While 3D printing at the nanoscale — producing intricate features orders of magnitude smaller than the width of a human hair — has significant potential in industry and commercial applications, wide adoption has been impractical because of the slow speed and low throughput of the most widely used nanoprinting technique, two-photon lithography (TPL).
But in the latest of Science, posted online today, a team of resesarchers describe a breakthrough in nanoscale 3D printing, developing a scalable method of nanofabrication up to 1,000 times faster than any previous method, without sacrificing resolution, potentially opening the door to cost-effective, large-scale 3D nanoprinting.
“There are always these tradeoffs that engineers need to balance, and that tradeoff also existed in the two-photon lithography process — when engineers build finer features, they lose the rate at which they print. Our work breaks this engineering tradeoff,” said Sourabh Saha, a former LLNL engineer and lead author on the paper. “Second, the throughput boost is such that one can now start using it in real-world applications. A lot of engineers want to use TPL, but they haven’t been able to figure out a way to scale up the process. Our technique solves this problem.”
In the standard serial two-photon lithography process, 3D structures are built by focusing a laser beam to a very fine spot within a photopolymer material. The volumetric pixels, or “voxels,” harden at each point the beam hits, the unpolymerized liquid is removed, and engineers are left with the solid 3D structure. But because the points are so small — less than a micron — it takes a great deal of time to build the structure. With the new method developed at LLNL, called femtosecond projection TPL (FP-TPL), the team parallelized the process by using a broadband, ultrashort-pulsed laser, besting the standard TPL in not only throughput, but also in feature size.
Saha, who recently joined the faculty at Georgia Tech as an assistant professor but performed the work while at LLNL, explained that although other researchers have tried similar parallelization approaches, they’ve resulted in poor resolution and thick features. The LLNL team discovered how to project a million focused points of light at once, while also maintaining light projections thinner than a micron. By temporally focusing the laser and altering the duration of the laser pulse as the light travels through the material, researchers were able to control the intensity of light in the material, creating a gradient of intensity and printing only at high-intensity planes.

*RECORDED DATA*:
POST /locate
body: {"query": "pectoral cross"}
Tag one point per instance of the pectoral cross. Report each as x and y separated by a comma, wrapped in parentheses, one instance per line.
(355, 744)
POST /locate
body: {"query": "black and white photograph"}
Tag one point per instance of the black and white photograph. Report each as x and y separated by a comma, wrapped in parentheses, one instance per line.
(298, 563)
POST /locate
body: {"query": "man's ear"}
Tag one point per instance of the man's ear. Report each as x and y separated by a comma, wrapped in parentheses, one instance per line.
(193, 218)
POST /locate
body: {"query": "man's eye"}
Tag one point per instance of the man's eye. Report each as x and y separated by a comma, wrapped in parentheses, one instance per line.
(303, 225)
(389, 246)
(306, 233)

*DO THIS*: Extend the article on faster nanoscale 3D printing beyond its final sentence, keeping its tone and subject.

*EXERCISE ANSWER*:
Using this parallelized FP-TPL technique, the LLNL engineers produced the thinnest nanowires ever printed by any similar 3D-printing system — as thin as 175 nanometers in height and 140 nanometers in width, about 400 times finer than human hair. The researchers printed test samples to show the scaling of the FP-TPL technique, including “log-pile” structures, suspended nanowires and curved structures that are challenging to print through serial techniques.
They also printed 1-millimeter-long suspended bridge structures with 90-degree overhangs and submicron features, an “impossible” task using any other 3D-printing technique on this fine scale, Saha said, as well as large millimeter-scale cuboid structures to highlight the superior throughput of their technique. A cuboid structure that would take several hours to print with the serial TPL technique was printed in little more than eight minutes with FP-TPL.
Work will be done to improve the process at Georgia Tech and in LLNL’s new Advanced Manufacturing Laboratory (AML), where engineers will look at improving the predictability, control and repeatability of the process. Researchers will explore other materials as well, including ceramics and metals. LLNL has filed patent applications on the technology, which has already drawn interest from multiple companies.
“The parallel two-photon system that has been developed is a breakthrough in nanoscale printing that will enable remarkable improvements in fabrication performance for materials and structures at this size scale to be realized in usable components,” said LLNL’s Center for Engineered Materials and Manufacturing Director Chris Spadaccini. “The AML in LLNL’s Livermore Valley Open Campus is the ideal place to continue this development with industrial partners who could eventually bring this to the commercial sector.”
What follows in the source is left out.